• **Task to carry out**:
Count the lines in the items below that contain the word "every", and reply with only that number.
------------------------------------------------
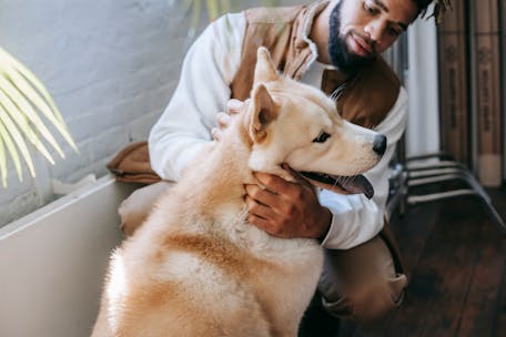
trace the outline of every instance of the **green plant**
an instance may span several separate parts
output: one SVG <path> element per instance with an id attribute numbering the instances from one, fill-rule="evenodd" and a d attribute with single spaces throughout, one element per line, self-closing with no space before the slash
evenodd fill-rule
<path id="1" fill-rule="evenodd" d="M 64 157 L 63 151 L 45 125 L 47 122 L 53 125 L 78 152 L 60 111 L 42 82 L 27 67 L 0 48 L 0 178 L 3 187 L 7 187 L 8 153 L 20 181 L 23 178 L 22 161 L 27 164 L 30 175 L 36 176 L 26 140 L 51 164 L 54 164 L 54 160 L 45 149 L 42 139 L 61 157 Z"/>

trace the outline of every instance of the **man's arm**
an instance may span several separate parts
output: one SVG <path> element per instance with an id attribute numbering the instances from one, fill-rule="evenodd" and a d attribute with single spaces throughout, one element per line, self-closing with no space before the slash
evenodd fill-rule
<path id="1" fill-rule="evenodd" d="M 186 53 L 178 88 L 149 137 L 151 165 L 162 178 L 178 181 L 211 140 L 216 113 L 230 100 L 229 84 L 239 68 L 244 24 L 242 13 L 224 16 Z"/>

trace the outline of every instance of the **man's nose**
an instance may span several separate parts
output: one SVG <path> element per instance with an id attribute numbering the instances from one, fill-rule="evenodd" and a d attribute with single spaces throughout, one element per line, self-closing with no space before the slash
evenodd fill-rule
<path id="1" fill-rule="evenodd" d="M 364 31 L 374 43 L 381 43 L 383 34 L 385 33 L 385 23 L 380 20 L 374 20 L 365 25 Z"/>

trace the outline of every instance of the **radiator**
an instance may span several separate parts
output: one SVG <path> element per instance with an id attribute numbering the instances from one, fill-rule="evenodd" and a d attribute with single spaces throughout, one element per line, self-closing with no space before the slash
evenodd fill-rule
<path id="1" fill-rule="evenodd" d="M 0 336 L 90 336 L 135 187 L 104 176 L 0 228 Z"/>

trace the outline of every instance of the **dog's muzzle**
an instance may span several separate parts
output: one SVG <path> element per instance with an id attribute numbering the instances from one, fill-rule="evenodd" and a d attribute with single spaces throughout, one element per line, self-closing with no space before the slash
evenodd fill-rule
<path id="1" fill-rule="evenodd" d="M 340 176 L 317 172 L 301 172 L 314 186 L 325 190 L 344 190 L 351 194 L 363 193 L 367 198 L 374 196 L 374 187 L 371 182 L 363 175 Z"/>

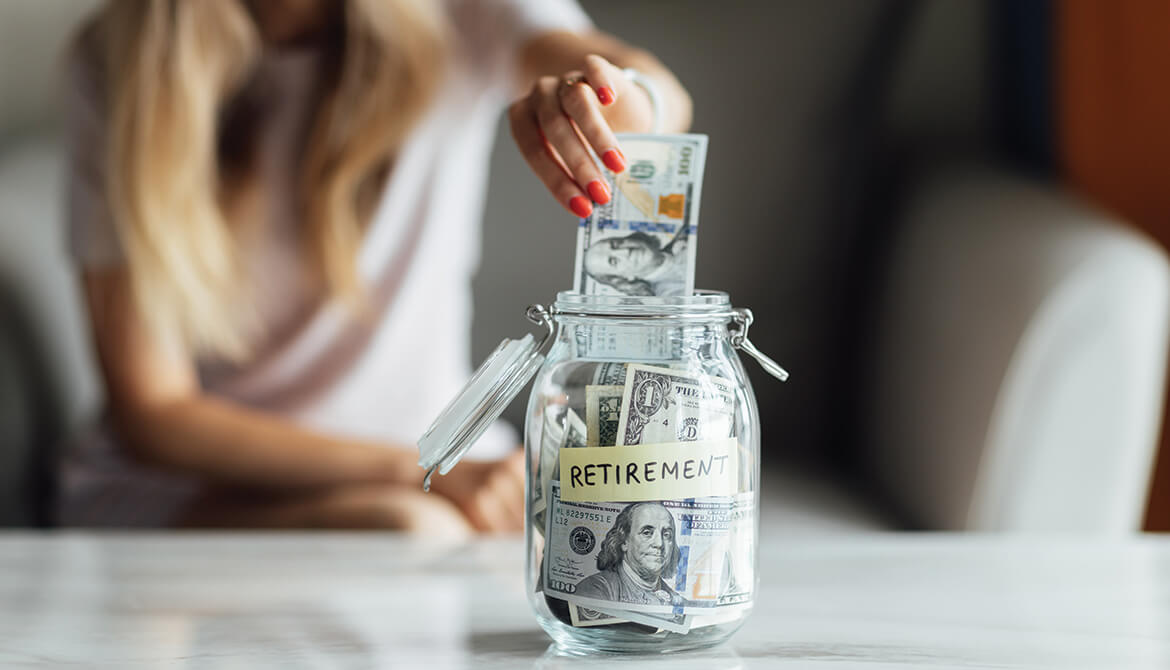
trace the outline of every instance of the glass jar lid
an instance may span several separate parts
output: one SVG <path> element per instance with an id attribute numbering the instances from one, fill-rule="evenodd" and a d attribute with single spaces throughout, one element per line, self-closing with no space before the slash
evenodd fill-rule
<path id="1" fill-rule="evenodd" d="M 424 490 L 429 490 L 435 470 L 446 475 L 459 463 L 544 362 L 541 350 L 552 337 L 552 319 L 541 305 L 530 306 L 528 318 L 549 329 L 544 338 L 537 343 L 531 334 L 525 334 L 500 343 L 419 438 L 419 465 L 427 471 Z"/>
------------------------------------------------
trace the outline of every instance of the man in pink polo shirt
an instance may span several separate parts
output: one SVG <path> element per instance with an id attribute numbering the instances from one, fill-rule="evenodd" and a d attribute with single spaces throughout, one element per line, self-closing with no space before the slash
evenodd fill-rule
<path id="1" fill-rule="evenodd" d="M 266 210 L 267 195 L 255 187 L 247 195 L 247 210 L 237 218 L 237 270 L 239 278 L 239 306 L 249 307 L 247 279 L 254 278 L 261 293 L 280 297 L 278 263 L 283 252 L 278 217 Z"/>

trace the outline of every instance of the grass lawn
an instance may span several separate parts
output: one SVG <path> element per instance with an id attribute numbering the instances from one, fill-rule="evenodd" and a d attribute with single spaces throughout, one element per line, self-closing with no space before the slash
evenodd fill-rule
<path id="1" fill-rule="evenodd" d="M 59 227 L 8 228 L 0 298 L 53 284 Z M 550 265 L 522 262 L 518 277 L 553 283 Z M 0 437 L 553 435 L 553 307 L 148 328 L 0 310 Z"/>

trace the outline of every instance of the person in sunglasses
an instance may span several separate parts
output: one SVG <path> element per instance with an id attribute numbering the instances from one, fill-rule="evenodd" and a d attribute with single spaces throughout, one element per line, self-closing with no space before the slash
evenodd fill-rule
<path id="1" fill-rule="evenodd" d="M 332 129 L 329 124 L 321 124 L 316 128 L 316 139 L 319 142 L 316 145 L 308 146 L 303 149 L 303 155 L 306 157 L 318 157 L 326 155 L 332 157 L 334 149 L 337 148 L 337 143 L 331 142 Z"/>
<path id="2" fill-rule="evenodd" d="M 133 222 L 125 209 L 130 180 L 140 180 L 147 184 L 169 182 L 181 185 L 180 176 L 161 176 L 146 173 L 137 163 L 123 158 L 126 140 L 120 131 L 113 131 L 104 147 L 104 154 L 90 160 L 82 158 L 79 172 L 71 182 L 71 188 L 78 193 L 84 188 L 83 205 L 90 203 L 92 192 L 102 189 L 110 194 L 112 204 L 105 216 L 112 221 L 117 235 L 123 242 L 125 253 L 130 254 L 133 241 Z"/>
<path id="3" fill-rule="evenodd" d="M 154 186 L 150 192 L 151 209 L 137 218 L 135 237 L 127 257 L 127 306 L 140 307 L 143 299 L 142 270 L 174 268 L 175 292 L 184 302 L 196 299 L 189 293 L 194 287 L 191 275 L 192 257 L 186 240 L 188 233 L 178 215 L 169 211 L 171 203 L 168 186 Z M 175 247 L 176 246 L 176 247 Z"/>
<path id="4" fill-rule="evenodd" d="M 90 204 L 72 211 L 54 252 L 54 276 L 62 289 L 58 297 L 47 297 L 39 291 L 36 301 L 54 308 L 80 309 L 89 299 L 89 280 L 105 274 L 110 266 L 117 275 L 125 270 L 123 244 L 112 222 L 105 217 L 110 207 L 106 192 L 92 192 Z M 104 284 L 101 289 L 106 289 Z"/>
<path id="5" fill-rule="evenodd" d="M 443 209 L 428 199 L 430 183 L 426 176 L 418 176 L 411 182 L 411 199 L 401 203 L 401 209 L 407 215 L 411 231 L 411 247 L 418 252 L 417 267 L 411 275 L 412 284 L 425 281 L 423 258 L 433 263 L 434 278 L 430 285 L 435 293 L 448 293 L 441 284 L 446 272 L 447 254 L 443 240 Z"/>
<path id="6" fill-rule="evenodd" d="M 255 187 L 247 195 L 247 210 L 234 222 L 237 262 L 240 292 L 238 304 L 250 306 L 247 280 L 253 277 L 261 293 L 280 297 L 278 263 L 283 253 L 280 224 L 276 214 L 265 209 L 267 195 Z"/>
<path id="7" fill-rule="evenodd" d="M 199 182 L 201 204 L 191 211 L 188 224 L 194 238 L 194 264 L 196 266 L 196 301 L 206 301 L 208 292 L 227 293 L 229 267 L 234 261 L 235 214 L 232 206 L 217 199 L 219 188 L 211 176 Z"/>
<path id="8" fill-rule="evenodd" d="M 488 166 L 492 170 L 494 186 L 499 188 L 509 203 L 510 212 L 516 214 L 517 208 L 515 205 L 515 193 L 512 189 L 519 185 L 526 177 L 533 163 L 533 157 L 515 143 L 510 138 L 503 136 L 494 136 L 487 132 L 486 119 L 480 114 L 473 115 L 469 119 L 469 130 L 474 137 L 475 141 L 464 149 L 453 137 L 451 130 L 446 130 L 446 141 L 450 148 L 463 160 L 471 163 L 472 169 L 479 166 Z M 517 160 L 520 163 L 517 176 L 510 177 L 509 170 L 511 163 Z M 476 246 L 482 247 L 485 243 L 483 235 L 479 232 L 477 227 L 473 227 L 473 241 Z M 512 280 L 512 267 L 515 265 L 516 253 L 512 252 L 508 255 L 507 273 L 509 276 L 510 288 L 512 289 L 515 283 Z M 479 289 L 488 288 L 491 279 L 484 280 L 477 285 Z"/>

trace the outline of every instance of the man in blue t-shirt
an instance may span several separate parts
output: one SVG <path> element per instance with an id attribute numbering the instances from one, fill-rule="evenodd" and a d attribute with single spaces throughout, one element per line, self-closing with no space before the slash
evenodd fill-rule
------------------------------------------------
• **Exercise result**:
10